Reproduce verbatim every line from the one that includes "Tag the white plate" to the closing line of the entries; omit everything before it.

(Pointing dataset records)
+===+
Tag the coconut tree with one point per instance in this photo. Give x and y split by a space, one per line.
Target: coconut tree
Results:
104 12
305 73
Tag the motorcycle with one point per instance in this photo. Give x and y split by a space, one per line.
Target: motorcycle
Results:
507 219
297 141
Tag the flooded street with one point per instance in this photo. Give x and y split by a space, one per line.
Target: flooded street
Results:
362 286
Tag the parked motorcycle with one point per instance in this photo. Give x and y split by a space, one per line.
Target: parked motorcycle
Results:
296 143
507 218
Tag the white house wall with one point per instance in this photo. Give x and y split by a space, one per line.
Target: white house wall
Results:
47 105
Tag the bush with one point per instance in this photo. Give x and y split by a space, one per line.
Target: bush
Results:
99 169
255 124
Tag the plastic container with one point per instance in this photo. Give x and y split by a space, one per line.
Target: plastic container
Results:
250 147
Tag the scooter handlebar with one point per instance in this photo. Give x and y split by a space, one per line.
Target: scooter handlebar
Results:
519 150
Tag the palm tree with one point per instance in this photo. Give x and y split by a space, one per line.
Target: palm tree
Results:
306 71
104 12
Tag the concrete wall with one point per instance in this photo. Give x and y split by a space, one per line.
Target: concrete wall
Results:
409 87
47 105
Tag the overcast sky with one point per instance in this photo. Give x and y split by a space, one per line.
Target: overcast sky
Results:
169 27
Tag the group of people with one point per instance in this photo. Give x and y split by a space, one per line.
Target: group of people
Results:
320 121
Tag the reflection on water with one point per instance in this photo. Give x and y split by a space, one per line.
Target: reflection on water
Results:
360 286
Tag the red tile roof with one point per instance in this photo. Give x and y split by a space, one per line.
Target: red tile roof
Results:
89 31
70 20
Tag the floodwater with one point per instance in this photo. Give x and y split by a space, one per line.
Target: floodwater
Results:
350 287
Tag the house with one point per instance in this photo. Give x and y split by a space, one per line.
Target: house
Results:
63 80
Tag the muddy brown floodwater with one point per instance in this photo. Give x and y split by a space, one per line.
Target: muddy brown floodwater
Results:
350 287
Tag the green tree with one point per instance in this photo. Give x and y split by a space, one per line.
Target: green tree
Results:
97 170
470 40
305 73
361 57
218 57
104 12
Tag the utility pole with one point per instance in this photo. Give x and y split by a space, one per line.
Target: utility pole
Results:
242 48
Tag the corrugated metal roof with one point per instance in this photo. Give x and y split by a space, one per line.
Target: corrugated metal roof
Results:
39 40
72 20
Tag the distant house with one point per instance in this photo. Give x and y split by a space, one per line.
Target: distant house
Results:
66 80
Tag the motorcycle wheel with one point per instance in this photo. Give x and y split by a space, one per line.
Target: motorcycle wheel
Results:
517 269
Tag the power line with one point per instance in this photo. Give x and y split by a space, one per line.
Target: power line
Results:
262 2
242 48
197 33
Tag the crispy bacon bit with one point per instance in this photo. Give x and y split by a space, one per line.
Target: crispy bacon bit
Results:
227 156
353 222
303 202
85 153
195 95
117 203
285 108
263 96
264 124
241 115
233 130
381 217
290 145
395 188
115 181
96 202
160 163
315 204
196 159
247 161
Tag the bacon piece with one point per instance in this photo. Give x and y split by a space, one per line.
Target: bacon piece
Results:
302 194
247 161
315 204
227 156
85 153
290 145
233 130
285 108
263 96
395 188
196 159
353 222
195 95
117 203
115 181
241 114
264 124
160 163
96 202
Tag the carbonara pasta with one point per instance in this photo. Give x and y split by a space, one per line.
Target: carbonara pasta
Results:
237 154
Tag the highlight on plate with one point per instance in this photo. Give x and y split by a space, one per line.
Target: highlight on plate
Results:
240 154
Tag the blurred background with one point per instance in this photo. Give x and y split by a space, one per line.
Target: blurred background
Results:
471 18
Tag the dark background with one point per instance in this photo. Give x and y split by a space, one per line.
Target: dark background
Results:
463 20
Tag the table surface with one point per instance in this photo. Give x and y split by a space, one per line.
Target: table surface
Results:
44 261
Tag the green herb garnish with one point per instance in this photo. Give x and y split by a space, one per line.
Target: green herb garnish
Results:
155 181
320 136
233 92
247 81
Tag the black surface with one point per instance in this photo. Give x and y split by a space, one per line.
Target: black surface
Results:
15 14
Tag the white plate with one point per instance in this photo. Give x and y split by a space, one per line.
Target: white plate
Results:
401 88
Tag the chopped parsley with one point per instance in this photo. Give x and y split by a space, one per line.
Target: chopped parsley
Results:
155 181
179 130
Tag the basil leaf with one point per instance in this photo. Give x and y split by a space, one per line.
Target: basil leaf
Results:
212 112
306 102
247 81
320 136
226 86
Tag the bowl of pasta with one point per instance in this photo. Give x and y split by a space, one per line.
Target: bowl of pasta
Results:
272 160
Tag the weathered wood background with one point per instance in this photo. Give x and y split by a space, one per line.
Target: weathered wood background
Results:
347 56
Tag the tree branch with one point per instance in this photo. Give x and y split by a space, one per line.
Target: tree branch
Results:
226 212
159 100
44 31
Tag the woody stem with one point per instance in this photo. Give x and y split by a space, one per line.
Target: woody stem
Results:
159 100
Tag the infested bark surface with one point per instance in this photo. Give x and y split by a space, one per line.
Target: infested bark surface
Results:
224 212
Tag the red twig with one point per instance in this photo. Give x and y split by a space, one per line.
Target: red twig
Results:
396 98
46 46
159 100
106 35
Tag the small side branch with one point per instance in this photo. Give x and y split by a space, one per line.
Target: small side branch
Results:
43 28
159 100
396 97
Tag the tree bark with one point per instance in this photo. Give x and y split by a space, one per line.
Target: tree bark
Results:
+===+
● In response:
Tag the white plate with one point per instance in this photo. Give x and y split by a space, one per line.
Target: white plate
Results:
401 88
Tag the chopped parsley with one point per instance in this photo. Give x and y split by a space, one per line.
Target: chopped parsley
Results:
155 181
179 130
Tag the basil leaf with one point per instance in this photo. Give x and y split by a space, one per line.
Target: basil leaf
Results:
212 112
306 102
247 81
320 136
226 86
Tag the bowl of pasta with one point per instance in this photo. Give x and y split by a space, one per line.
Target: bowl of pasta
Results:
272 160
Tag the weathered wood background with one point per instance in this photo. Give x and y split by a space, one per line.
Target: weathered wood background
Results:
347 56
Tag the tree branch with one point per instance in this photo. Give x and y split by a space, one per line.
Target: tree branch
Results:
226 212
159 100
44 31
Tag the woody stem with one point per instance in this photo. Give x and y split by a space, one per line.
Target: woody stem
Results:
159 100
Tag the infested bark surface with one point per instance in this photo. Give x and y split by a space, one per line.
Target: infested bark surface
Results:
224 212
Tag the red twig with one point per instance in this photo. Give x and y split by a space, one per line.
Target: red twig
Results:
396 98
46 46
159 100
106 35
Tag the small side branch with one point per instance in this photo. Give x and y split by a space, one per line.
Target: small side branch
Results:
43 28
159 100
396 97
Tag the tree bark with one point per instance in this photo. Give x and y split by a space, one per line.
Target: tree bark
Results:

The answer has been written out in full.